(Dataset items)
▬▬▬▬▬▬▬▬▬▬

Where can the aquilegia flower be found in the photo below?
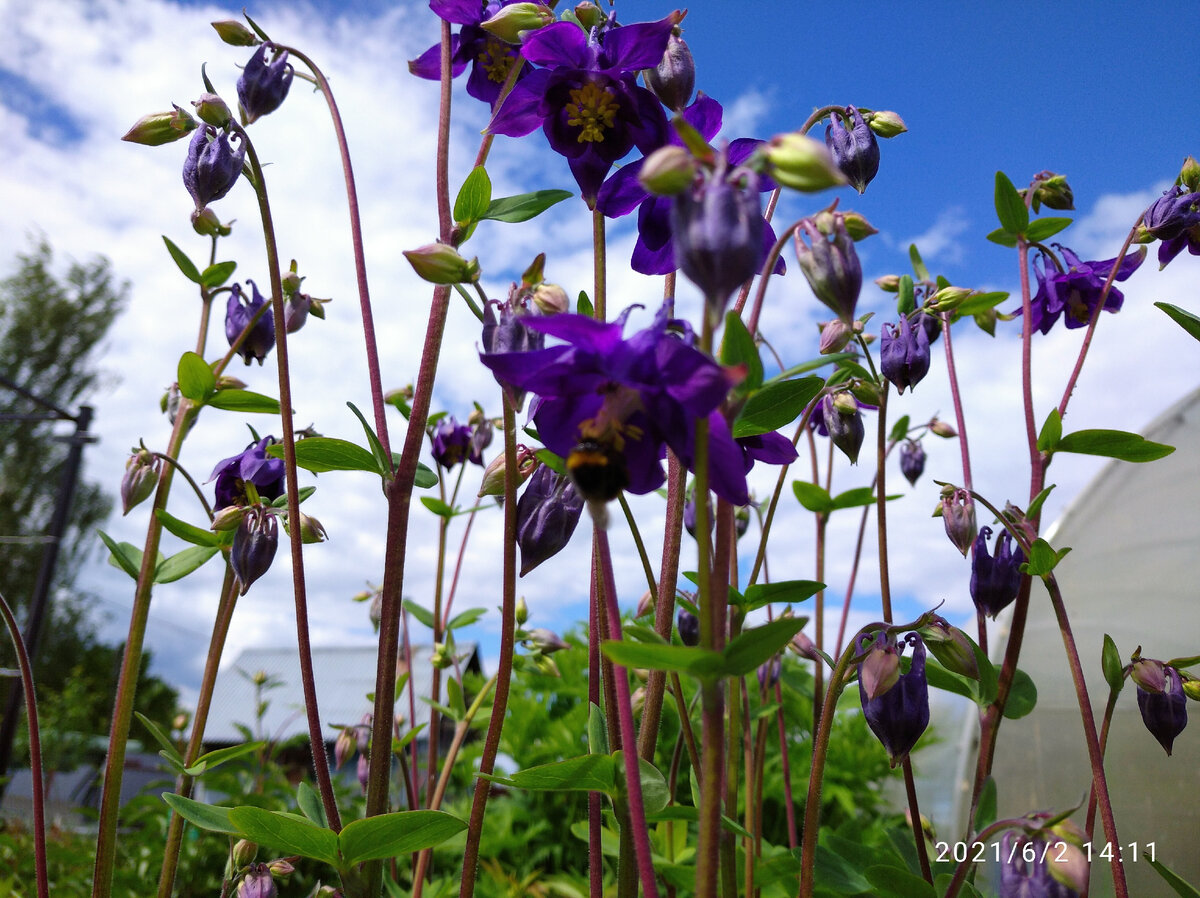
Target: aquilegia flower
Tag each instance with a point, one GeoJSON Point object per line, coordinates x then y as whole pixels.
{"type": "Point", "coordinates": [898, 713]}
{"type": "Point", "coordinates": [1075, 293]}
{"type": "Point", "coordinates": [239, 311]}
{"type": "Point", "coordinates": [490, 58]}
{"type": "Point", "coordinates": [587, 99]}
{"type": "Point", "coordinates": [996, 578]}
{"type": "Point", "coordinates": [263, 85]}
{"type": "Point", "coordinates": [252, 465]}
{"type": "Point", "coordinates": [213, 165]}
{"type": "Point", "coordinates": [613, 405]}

▬▬▬▬▬▬▬▬▬▬

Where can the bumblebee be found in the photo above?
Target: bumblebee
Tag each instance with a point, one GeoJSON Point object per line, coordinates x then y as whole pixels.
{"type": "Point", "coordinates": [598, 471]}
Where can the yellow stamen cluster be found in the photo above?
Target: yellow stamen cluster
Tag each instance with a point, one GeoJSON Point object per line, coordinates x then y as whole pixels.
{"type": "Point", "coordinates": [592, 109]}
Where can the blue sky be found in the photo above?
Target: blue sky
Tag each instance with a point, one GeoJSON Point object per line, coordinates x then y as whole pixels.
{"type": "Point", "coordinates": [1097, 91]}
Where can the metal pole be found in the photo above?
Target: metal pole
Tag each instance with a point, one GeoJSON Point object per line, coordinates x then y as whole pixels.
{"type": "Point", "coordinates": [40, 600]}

▬▬▬▬▬▬▬▬▬▬

- [YOUR INSTRUCTIONS]:
What is needed is the number of lines in the data that contain "pole", given with nothing else.

- [ANSWER SPACE]:
2